## Extrait:
══════════
À cela s’ajoute que la langue est porteuse de la culture : on ne peut pas parler de diversité culturelle, avoir comme slogan «Unie dans la diversité», et se contenter d’un monolinguisme quelconque.

Qui plus est, l’anglais, langue des Britanniques, est porteuse de leur culture politique, hostile à l’intégration et à l’approfondissement européens, sans même parler de fédéralisme européen. Son usage immodéré ne peut donc que renforcer l’euroscepticisme, donc à terme le rejet de l’Europe. On doit d’ailleurs pouvoir facilement démontrer que la montée de l’euroscepticisme est directement corrélée avec l’usage croissant de l’anglais dans la communication de la Commission. L’anglais est la langue des eurosceptiques : tout commentaire en anglais, même tenu par des non anglophones de naissance, subit explicitement ou implicitement le biais de la culture anglo-saxonne : ultra-libérale, hostile à l’intégration européenne et aux services publics (je précise que cet article a été d’abord écrit en français, puis traduit en anglais !).

Il faut revenir au multilinguisme. Comme le dit Umberto Eco, la langue de l’Europe, c’est la traduction !

Trop de papier. Il suffit de se rendre dans un centre « Direct Europe » de la Commission dans n’importe quelle capitale européenne pour le constater : une belle adresse, des locaux vastes et élégants, un personnel nombreux et désœuvré, des tonnes de documents, peu ou pas de visiteurs...



La Commission alimente les rédactions TV avec le système EBS, mais n’a de visibilité audiovisuelle pan-européenne que grâce à Euronews, seule chaîne européenne d’information, qu’elle finance au compte-gouttes. Les sites officiels de la Commission et du Parlement sont austères. Celui de la Commission n’est pas homogène et laisse trop d’autonomie aux diverses DG qui y délivrent des messages de qualité et de niveau variés. L’utilisation des réseaux sociaux est récente et anecdotique.

Changer ce modèle de communication pour passer à une communication moins technocratique et plus politique constituerait une mini-révolution, une valse à quatre temps.
══════════
## Consigne:
Poursuivez l'extrait sur la communication de la Commission européenne à la suite de sa dernière phrase. La liste qui suit ne joue aucun rôle ici.

## Extrait de données:
══════════
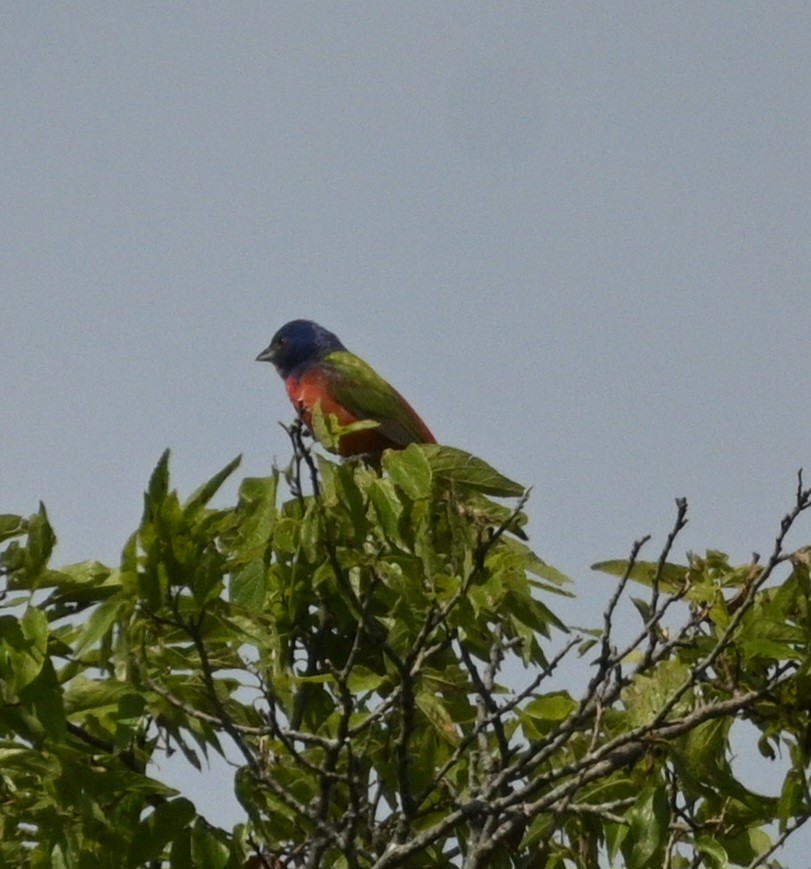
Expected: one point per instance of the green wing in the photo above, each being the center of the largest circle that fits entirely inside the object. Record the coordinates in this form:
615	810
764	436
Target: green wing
══════════
## Réponse attendue:
1er temps. Affirmer le caractère stratégique de la communication en centralisant la totalité des budgets de communication (500M d’euros) dans les mains du Président de la Commission. Lui seul peut avoir la vision d’ensemble qui permet de fixer les thèmes et le timing de la communication de la Commission. Les porte-parole des Commissaires, actuellement en double commande, ne devraient plus dépendre que du Président de la Commission. Tout ceci pour faire comprendre à tous à Bruxelles que la communication est bien le reflet des priorités politiques du moment, et non de l’activité bureaucratique des services.

2ème temps. Renforcer le rôle des délégations de la Commission dans les États membres. Il faut donner plus de pouvoirs et de moyens aux délégués nationaux de la Commission. Plus de pouvoirs : ils devraient être rattachés directement au Président de la Commission et au collège des Commissaires, devant lequel ils devraient présenter régulièrement l’état de l’opinion dans leur pays de responsabilité. Plus de moyens : la moitié des crédits totaux de communication, soit 250M d’euros, devrait être déconcentrée dans les États membres au prorata de la population du pays, afin de permettre aux délégués de multiplier colloques, débats, campagnes de publicité, toutes occasions de générer des interventions dans les médias. Enfin, ce n’est qu’en s’appuyant sur des figures connues et si possible populaires dans leur pays que la Commission parviendra à faire passer ses messages essentiels.

3ème temps. Respecter un multilinguisme intégral. Seul le Parlement respecte aujourd’hui un multilinguisme intégral, tant dans ses débats que dans sa communication. Pour la Commission, si l’usage des langues de travail (anglais, français, allemand) est incontournable dans la vie quotidienne, aucun document ne devrait être publié autrement que dans les 24 langues officielles, et aucune version ne devrait être publiée avant les autres, pour éviter qu’une presse ne soit avantagée par rapport aux autres. Les Commissaires ne devraient s’exprimer en conférence de presse et en public que dans leur langue maternelle, et une traduction simultanée dans toutes les langues de l’Union devrait être assurée systématiquement.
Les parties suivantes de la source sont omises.